> _Exercise prompt_
Copy, word for word, the part of the data below that opens with the line containing "Put a point on every instance of the fluorescent" and closes with the line containing "[(180, 46), (179, 39), (189, 71), (170, 15)]", including both of those lines.

== Data extract

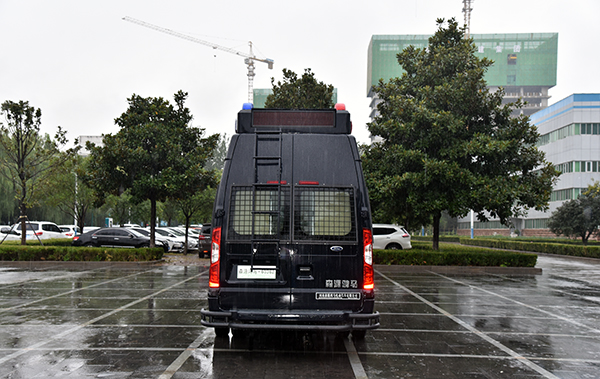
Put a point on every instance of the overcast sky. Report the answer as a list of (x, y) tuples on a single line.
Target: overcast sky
[(79, 61)]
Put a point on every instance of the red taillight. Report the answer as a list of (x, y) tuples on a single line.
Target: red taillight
[(368, 282), (213, 276)]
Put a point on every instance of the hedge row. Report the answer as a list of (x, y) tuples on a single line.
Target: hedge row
[(451, 255), (538, 247), (455, 239), (68, 253)]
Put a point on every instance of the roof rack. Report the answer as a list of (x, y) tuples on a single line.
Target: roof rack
[(316, 121)]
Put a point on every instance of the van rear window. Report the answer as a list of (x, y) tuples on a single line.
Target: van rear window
[(324, 214), (320, 213), (269, 216)]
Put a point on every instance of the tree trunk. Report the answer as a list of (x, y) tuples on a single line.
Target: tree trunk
[(23, 221), (152, 220), (436, 230)]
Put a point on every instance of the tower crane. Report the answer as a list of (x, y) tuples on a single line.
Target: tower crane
[(249, 60)]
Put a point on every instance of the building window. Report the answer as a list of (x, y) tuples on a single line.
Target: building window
[(536, 223)]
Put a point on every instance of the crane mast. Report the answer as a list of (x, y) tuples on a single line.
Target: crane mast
[(249, 60)]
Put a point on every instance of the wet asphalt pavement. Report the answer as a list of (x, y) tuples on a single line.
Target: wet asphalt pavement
[(143, 321)]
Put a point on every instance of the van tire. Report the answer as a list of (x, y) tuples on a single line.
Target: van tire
[(221, 332)]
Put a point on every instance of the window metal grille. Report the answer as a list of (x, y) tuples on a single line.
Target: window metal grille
[(271, 220), (324, 214)]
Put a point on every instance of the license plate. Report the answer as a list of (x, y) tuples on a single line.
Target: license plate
[(337, 296), (257, 272)]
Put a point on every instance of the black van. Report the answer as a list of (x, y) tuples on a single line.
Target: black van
[(292, 236)]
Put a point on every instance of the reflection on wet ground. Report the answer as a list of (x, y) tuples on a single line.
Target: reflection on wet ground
[(144, 322)]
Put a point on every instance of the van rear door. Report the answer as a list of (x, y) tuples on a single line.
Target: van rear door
[(327, 261), (257, 272)]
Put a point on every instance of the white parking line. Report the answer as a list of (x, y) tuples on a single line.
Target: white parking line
[(357, 367), (475, 331), (94, 320), (69, 292), (177, 363), (553, 315)]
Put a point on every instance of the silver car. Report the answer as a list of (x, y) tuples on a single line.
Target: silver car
[(390, 237)]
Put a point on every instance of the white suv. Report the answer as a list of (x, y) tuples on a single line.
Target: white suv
[(386, 236), (40, 229)]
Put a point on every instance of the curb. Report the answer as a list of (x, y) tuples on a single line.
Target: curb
[(45, 265), (460, 270)]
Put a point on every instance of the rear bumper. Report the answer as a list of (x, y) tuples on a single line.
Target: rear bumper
[(290, 319)]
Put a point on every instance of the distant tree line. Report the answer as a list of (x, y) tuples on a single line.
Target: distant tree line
[(157, 167)]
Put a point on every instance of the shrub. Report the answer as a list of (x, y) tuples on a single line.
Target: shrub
[(453, 255), (69, 253), (538, 247)]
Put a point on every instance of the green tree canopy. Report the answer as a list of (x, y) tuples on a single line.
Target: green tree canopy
[(28, 158), (68, 193), (449, 143), (579, 217), (300, 93), (155, 154)]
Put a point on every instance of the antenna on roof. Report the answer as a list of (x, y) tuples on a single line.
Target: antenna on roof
[(467, 11)]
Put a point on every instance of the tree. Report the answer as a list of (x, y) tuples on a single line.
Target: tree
[(155, 154), (27, 157), (449, 144), (188, 206), (217, 160), (303, 93), (579, 217), (69, 193)]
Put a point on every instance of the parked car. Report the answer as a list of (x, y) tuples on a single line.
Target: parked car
[(70, 230), (6, 234), (170, 244), (40, 229), (387, 236), (175, 233), (114, 237), (205, 241)]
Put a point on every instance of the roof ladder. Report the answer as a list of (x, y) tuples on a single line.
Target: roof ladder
[(266, 197)]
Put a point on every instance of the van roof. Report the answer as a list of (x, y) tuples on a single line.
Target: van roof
[(315, 121)]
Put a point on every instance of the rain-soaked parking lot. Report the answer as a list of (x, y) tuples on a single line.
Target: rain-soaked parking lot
[(144, 322)]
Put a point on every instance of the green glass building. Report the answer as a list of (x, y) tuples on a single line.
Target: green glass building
[(524, 64)]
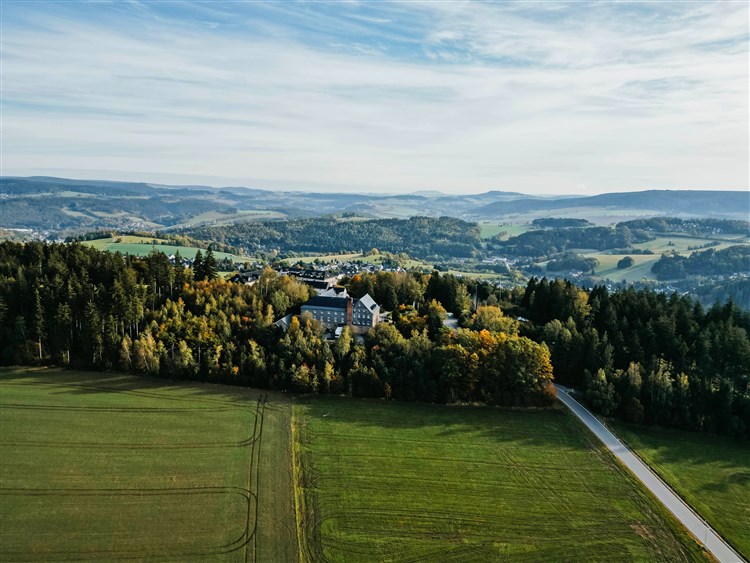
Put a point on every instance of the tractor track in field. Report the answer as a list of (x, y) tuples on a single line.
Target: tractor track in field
[(248, 537), (254, 472), (160, 410), (234, 545)]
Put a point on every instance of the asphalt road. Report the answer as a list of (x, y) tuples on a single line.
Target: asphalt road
[(697, 526)]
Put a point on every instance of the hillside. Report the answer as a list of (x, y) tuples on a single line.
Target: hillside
[(59, 206)]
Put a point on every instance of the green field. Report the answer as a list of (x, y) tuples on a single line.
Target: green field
[(712, 473), (489, 230), (409, 482), (141, 246), (97, 467)]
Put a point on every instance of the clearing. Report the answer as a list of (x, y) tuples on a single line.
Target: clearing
[(411, 482), (141, 246), (107, 466)]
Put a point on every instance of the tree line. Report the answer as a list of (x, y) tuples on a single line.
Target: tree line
[(639, 355), (422, 237), (73, 305)]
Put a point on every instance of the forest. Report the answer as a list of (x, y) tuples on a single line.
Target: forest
[(710, 262), (542, 243), (421, 237), (694, 227), (637, 355)]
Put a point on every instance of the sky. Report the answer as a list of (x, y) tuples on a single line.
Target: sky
[(461, 97)]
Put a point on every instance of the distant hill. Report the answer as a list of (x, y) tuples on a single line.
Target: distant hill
[(62, 206), (674, 202)]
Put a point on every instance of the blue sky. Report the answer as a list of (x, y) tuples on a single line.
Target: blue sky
[(463, 97)]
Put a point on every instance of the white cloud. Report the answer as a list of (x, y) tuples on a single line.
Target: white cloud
[(538, 98)]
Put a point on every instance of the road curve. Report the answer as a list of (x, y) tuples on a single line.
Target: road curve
[(697, 526)]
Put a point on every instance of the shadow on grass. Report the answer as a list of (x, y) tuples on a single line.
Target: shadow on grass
[(79, 382), (551, 427)]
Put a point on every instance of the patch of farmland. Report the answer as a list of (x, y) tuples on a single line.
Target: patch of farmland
[(712, 473), (101, 466), (407, 482), (142, 246)]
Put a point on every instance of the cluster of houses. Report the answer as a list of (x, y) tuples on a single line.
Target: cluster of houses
[(333, 307)]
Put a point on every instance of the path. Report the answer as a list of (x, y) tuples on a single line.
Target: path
[(697, 526)]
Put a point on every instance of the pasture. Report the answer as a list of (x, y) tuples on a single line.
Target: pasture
[(412, 482), (712, 473), (101, 466), (141, 246)]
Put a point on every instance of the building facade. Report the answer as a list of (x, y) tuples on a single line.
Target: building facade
[(336, 308)]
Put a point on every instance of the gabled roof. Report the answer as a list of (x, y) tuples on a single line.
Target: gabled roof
[(331, 302), (368, 302), (335, 291)]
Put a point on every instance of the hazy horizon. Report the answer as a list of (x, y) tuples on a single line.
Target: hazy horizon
[(458, 97)]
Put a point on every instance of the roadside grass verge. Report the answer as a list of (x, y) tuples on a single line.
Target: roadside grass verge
[(712, 474), (413, 482)]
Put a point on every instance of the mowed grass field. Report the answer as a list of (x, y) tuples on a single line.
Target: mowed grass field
[(97, 466), (141, 246), (408, 482), (712, 473)]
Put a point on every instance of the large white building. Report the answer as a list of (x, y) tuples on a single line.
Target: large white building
[(336, 308)]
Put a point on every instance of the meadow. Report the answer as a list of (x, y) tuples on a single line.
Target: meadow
[(101, 466), (141, 246), (712, 473), (411, 482)]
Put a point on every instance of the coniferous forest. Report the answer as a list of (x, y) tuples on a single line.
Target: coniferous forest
[(637, 355)]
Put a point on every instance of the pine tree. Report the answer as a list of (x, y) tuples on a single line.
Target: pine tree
[(209, 266), (38, 321), (198, 271)]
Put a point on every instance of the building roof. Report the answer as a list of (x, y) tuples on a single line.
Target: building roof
[(335, 291), (368, 302), (325, 301)]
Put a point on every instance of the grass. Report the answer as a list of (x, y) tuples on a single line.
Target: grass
[(712, 473), (410, 482), (103, 466), (489, 230), (141, 246)]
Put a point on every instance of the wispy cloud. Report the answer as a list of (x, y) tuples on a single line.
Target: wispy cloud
[(451, 95)]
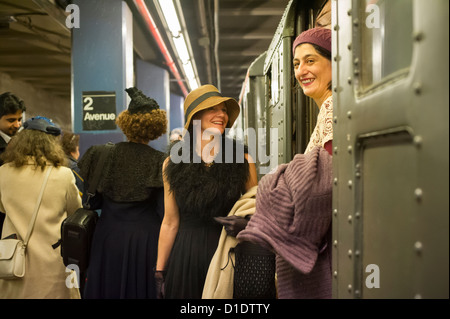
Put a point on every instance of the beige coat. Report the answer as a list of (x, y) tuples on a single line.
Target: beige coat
[(219, 280), (45, 274)]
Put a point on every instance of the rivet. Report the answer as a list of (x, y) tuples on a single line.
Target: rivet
[(418, 36), (417, 87), (418, 247), (418, 193), (418, 140)]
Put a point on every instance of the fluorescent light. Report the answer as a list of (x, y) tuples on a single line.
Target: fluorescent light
[(180, 46), (179, 39), (189, 71), (170, 15)]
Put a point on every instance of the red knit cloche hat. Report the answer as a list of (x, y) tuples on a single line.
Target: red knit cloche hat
[(317, 36)]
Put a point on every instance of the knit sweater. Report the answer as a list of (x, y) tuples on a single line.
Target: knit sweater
[(293, 218)]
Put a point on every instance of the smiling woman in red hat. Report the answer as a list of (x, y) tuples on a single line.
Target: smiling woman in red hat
[(312, 68), (204, 185)]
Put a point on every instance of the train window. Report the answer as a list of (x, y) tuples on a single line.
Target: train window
[(385, 40), (275, 82)]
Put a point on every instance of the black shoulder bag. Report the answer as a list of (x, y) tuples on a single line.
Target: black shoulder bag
[(77, 230)]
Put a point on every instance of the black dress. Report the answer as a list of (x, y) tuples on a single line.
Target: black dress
[(201, 193), (125, 241)]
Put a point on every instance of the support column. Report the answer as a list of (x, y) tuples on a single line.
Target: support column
[(102, 67)]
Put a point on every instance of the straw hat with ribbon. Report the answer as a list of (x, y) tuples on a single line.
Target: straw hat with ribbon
[(207, 96)]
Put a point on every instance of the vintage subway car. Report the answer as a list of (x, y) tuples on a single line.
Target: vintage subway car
[(391, 137)]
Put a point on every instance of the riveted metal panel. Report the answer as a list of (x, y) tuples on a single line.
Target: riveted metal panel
[(390, 160)]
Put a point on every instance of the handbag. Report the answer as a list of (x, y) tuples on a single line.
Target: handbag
[(254, 272), (77, 230), (13, 250)]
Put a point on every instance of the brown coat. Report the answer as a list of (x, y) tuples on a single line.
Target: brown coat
[(45, 274)]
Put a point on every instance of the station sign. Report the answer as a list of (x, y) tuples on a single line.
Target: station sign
[(99, 110)]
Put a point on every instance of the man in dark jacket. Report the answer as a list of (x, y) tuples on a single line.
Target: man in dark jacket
[(11, 113)]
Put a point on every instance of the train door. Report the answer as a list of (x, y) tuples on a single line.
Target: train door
[(391, 146)]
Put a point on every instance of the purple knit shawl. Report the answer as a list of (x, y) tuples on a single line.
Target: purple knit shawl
[(293, 218)]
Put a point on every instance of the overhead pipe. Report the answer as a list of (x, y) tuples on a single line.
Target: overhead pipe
[(143, 10)]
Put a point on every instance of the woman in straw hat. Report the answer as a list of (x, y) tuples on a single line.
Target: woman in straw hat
[(125, 241), (204, 185)]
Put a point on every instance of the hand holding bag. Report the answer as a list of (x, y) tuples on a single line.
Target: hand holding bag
[(12, 251)]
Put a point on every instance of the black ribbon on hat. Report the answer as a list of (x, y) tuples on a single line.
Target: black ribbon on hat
[(140, 103)]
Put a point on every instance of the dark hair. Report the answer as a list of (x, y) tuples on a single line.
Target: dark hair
[(10, 104), (142, 127), (70, 142), (326, 54), (44, 148)]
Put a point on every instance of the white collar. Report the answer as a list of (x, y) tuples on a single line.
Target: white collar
[(6, 137)]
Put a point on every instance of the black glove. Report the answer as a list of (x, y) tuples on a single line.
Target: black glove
[(160, 278), (233, 224)]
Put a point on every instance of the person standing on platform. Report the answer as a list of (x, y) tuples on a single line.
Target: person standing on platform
[(28, 157), (71, 146), (11, 114), (293, 205), (205, 185), (123, 253)]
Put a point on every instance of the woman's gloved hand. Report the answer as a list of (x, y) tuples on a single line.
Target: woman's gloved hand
[(233, 224), (160, 277)]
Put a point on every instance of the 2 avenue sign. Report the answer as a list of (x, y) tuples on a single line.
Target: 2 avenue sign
[(99, 110)]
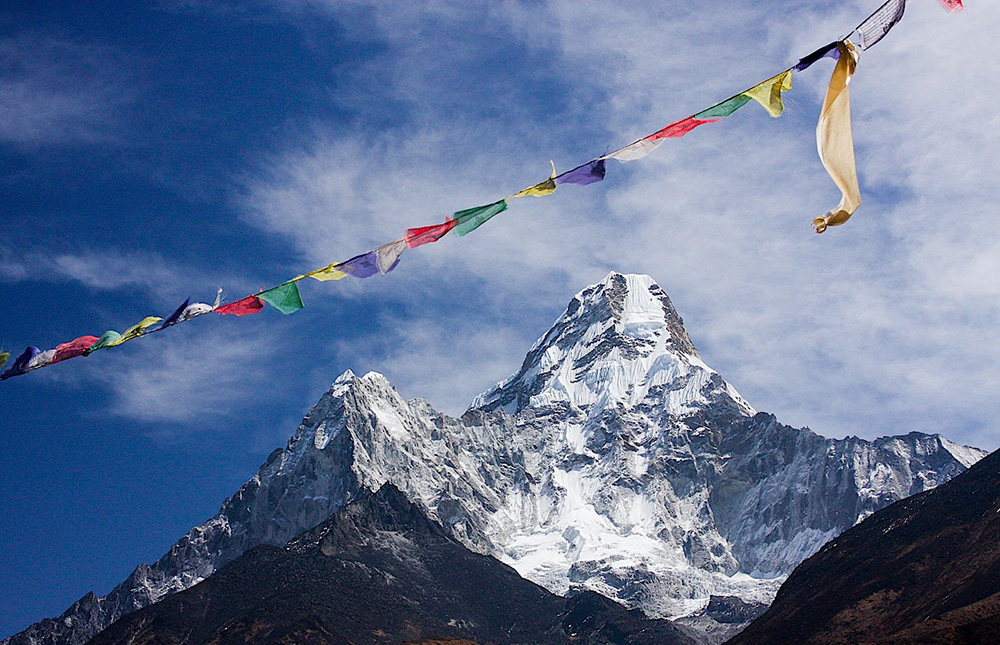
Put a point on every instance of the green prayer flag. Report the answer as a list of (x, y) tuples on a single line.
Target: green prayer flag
[(472, 218), (106, 340), (723, 109), (285, 298)]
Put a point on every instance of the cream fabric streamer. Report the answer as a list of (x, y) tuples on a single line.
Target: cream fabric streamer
[(834, 139)]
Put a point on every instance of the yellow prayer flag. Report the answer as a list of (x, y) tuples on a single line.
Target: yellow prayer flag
[(136, 330), (835, 141), (541, 189), (768, 93), (328, 272)]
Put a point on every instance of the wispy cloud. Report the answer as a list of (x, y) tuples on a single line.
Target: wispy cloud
[(190, 379), (57, 91), (103, 270), (854, 332)]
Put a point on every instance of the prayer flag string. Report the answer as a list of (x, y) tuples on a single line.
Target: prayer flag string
[(834, 142)]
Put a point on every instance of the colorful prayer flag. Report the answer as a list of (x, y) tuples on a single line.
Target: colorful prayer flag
[(41, 359), (540, 189), (136, 330), (387, 256), (826, 51), (73, 348), (243, 307), (634, 151), (360, 266), (877, 25), (724, 109), (426, 234), (642, 147), (20, 364), (329, 272), (472, 218), (835, 141), (768, 93), (104, 341), (678, 129), (200, 308), (588, 173), (175, 317), (285, 298)]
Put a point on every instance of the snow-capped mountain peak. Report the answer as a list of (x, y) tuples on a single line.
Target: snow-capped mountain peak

====

> _Result for this exercise_
Put a point on every instance of the fluorescent light. Report the answer as a list of (x, y) tuples on a single line.
Target: fluorescent light
[(180, 46), (179, 39), (189, 71), (170, 15)]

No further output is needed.